# [Document excerpt]
No expert here, but:

Considering the devellopement time of a new aircraft and the aquisition time of equipment from DND:
Even if we get chinooks again in the next couple of years, by the time this new type of helicopter comes around, the chinook will be ready to retire. So no reason to skip on the medium/heavy lift at this moment

My 2 cents.


----------



## Good2Golf (1 Nov 2005)

Dissident said:
			
		

> No expert here, but:
> 
> Considering the devellopement time of a new aircraft and the aquisition time of equipment from DND:
> Even if we get chinooks again in the next couple of years, by the time this new type of helicopter comes around, the chinook will be ready to retire. So no reason to skip on the medium/heavy lift at this moment
> ...



Dissident, are you saying the Chinook will retire in the 2007/2008 timeframe, hence we shouldn't consider them?  ???

US Army plans are for an ELE of 2025-2030. http://www.globalsecurity.org/military/systems/aircraft/ch-47f-ich.htm  The Hook will be around for a long, long time.

# [Recorded data]

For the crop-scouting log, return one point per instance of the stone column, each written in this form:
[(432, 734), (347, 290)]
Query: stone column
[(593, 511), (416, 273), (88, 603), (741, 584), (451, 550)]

# [Given instruction]
Write what comes next in the forum thread about Canada acquiring Chinook helicopters, picking up after its final sentence. The material has no connection to the forum thread.

# [Output]
Cheers,
Duey


----------



## Dissident (2 Nov 2005)

No, I meant the exact opposite. Get the Chinook now, it will be ready to retire when the next helicopter gets into production.


----------



## Good2Golf (2 Nov 2005)

Dissident said:
			
		

> No, I meant the exact opposite. Get the Chinook now, it will be ready to retire when the next helicopter gets into production.



Seen....as in get Hook now, and JTR (Joint Transport Rotorcraft - US Army, USMC combined future requirement) will arrive at about the pre-planned 2025 timeframe, kind-of-thing....?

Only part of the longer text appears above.